- [Exercise]
Count the lines in the records below that contain the string "person", and give only that number.

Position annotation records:
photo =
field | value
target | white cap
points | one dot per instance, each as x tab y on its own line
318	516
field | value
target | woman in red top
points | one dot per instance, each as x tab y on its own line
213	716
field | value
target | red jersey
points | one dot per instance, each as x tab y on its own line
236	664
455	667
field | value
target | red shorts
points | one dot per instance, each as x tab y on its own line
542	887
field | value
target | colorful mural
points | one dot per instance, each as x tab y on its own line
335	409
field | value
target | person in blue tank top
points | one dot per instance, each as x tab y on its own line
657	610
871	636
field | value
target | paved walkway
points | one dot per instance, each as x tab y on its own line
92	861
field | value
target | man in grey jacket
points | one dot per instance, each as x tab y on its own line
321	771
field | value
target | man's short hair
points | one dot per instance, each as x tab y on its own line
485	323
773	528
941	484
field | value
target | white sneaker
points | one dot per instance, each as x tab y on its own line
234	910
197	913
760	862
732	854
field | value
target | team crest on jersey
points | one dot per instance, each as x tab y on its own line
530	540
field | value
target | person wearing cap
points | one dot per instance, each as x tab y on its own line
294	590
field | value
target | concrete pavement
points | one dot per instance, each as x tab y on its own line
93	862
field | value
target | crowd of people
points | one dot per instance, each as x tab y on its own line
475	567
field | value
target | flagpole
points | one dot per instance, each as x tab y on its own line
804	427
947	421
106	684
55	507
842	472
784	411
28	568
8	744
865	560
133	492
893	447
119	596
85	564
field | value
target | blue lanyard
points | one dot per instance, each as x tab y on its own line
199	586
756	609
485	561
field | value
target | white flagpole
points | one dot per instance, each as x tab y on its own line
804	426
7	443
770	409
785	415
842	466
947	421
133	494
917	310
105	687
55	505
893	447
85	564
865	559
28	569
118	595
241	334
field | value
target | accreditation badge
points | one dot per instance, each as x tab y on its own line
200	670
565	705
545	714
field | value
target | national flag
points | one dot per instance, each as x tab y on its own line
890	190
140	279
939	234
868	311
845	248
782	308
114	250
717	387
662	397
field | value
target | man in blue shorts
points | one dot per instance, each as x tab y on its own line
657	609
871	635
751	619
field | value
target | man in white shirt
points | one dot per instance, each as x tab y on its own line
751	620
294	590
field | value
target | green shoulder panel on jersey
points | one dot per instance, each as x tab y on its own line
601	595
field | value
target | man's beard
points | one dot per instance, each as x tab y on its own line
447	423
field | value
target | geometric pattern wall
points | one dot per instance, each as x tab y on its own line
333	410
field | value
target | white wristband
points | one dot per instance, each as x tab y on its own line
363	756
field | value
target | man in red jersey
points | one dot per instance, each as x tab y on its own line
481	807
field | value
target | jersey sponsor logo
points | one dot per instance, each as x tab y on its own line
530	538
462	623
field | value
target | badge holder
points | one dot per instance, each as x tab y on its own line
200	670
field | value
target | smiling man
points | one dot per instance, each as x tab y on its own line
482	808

- [Written response]
2